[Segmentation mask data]
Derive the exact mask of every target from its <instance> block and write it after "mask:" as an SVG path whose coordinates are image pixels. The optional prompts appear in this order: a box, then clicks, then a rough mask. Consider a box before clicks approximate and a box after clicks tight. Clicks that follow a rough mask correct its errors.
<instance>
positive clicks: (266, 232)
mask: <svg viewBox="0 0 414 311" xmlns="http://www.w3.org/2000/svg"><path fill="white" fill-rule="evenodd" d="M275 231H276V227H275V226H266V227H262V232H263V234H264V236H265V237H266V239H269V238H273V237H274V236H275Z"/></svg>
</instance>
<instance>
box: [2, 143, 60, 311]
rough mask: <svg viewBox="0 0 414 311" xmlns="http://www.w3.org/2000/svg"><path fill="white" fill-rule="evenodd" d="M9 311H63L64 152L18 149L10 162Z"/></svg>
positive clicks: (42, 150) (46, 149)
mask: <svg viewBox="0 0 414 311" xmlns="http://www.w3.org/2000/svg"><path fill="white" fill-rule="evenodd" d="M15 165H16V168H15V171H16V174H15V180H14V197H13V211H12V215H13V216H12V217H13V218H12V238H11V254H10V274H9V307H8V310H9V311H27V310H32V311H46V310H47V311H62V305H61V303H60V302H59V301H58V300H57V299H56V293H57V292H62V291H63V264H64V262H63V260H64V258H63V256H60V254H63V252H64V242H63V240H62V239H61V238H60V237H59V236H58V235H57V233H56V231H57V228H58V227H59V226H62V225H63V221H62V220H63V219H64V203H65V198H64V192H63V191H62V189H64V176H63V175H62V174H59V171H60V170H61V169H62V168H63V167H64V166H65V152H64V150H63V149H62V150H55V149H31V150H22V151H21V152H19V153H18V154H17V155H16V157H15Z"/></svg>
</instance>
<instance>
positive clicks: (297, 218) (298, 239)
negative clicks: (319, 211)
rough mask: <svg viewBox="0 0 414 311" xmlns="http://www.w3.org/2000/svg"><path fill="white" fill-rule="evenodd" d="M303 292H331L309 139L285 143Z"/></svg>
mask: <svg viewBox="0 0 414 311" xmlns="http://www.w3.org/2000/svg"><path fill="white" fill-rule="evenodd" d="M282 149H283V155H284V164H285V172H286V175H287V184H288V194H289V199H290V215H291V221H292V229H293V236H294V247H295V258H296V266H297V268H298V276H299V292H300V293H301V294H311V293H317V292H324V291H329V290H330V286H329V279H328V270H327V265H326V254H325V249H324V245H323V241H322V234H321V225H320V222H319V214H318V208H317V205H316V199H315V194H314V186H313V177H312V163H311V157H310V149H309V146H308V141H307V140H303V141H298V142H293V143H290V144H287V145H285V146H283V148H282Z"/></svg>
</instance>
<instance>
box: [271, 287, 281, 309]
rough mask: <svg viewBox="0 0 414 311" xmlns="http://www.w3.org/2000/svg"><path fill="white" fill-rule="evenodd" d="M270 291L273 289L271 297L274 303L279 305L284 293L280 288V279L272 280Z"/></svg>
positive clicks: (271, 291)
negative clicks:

YOUR INSTRUCTIONS
Show every line of the records above that contains the word "positive". Match case exactly.

SOLUTION FOR THIS PROBLEM
positive clicks: (266, 232)
positive clicks: (42, 150) (46, 149)
positive clicks: (297, 218) (298, 239)
positive clicks: (271, 291)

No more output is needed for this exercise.